— Start —

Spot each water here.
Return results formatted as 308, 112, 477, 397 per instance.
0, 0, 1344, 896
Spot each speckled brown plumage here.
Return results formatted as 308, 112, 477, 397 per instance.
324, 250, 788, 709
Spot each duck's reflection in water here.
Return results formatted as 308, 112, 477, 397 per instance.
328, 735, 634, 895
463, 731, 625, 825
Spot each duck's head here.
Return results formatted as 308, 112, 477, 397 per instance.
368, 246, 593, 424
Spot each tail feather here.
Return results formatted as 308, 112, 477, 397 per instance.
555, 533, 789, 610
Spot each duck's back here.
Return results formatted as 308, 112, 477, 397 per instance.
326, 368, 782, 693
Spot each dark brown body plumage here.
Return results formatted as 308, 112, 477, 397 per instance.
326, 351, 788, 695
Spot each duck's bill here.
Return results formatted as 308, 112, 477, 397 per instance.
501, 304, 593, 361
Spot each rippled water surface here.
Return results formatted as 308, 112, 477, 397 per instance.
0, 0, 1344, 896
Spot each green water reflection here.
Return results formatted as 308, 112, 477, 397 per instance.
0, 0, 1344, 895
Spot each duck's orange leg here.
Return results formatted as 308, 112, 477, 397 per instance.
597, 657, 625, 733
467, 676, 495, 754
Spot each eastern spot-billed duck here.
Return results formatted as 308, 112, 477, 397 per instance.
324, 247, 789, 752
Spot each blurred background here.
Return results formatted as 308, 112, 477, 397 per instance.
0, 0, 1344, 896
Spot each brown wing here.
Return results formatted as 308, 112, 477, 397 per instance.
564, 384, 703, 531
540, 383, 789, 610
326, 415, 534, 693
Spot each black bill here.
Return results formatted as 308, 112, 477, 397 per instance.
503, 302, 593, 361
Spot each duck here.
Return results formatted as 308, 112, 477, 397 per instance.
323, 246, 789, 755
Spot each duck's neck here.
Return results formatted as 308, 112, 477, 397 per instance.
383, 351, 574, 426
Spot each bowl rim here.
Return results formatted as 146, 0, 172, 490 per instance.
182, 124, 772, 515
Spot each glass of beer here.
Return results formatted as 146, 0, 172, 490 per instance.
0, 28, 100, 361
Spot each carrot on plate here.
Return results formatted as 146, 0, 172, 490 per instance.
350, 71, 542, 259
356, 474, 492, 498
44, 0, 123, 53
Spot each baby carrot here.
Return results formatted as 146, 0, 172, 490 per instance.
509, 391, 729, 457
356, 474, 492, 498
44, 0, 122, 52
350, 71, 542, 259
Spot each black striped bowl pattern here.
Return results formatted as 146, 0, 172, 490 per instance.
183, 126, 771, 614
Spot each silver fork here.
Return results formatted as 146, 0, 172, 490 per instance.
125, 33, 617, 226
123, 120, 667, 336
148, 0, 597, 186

— End —

Present each of the lines above as a string in a single JSON list, one string per line, omitting any blank lines.

[
  "Spot each water here.",
  "Return results formatted as 308, 112, 477, 397 per instance.",
  "0, 0, 1344, 896",
  "Spot each speckled brown plumage here.",
  "Return results formatted as 308, 112, 477, 397 per instance.",
  "324, 250, 788, 709",
  "Spot each duck's reflection in water here.",
  "Return results formatted as 308, 112, 477, 397 per instance.",
  "328, 735, 634, 895",
  "463, 731, 625, 825",
  "Spot each duck's head here.",
  "Return results formatted as 308, 112, 477, 397 per instance.",
  "368, 246, 593, 424",
  "Spot each tail feather here.",
  "Return results formatted as 308, 112, 477, 397 per instance.",
  "555, 533, 789, 610",
  "Spot each duck's back here.",
  "Return results formatted as 308, 112, 477, 397 per instance.",
  "326, 368, 782, 693",
  "Spot each dark brown body plumage here.",
  "Return results formatted as 308, 112, 477, 397 per instance.",
  "326, 351, 788, 695",
  "Spot each duck's bill here.",
  "Return results formatted as 308, 112, 477, 397 per instance.",
  "501, 304, 593, 361",
  "Spot each rippled water surface here.",
  "Return results formatted as 308, 112, 477, 397 per instance.",
  "0, 0, 1344, 896",
  "Spot each green water reflection here.",
  "Return results formatted as 308, 112, 477, 397 per instance.",
  "0, 0, 1344, 895",
  "Spot each duck's orange leg here.",
  "Return results formatted as 308, 112, 477, 397 per instance.",
  "597, 657, 625, 733",
  "467, 676, 495, 754",
  "Spot each eastern spot-billed duck here.",
  "Return results formatted as 308, 112, 477, 397 per instance.",
  "324, 247, 789, 752",
  "Spot each blurred background here.",
  "Return results formatted as 308, 112, 477, 397 per instance.",
  "0, 0, 1344, 896",
  "Spot each brown wing here.",
  "Return results formatted as 308, 112, 477, 397 per instance.",
  "564, 384, 703, 531",
  "540, 383, 789, 610",
  "326, 415, 534, 693",
  "Spot each black bill here.",
  "Return results formatted as 308, 112, 477, 397 per instance.",
  "503, 302, 593, 361",
  "Spot each duck here.",
  "Return results formatted as 308, 112, 477, 397 per instance.",
  "323, 246, 789, 755",
  "Spot each duck's neck here.",
  "Return results formatted as 308, 112, 477, 397 per instance.",
  "383, 351, 574, 426",
  "Spot each bowl rim here.",
  "Return results formatted as 146, 0, 172, 490 per instance.",
  "182, 124, 772, 515",
  "Spot each glass of beer here.",
  "Return results formatted as 146, 0, 172, 490 per instance.",
  "0, 28, 100, 361",
  "Spot each carrot on plate here.",
  "Return results formatted as 146, 0, 172, 490 per instance.",
  "350, 71, 542, 259",
  "356, 474, 492, 498",
  "44, 0, 123, 53",
  "Spot each baby carrot here.",
  "Return results formatted as 146, 0, 172, 490 per instance.",
  "509, 391, 729, 457",
  "356, 474, 492, 498",
  "44, 0, 122, 52",
  "350, 71, 542, 259",
  "Spot each black striped bowl pattern here.",
  "Return results formatted as 146, 0, 172, 490 per instance.",
  "183, 126, 771, 614",
  "Spot each silver fork here.",
  "Return results formatted as 146, 0, 172, 490 per instance.",
  "125, 33, 617, 226",
  "123, 120, 667, 336",
  "148, 0, 597, 186"
]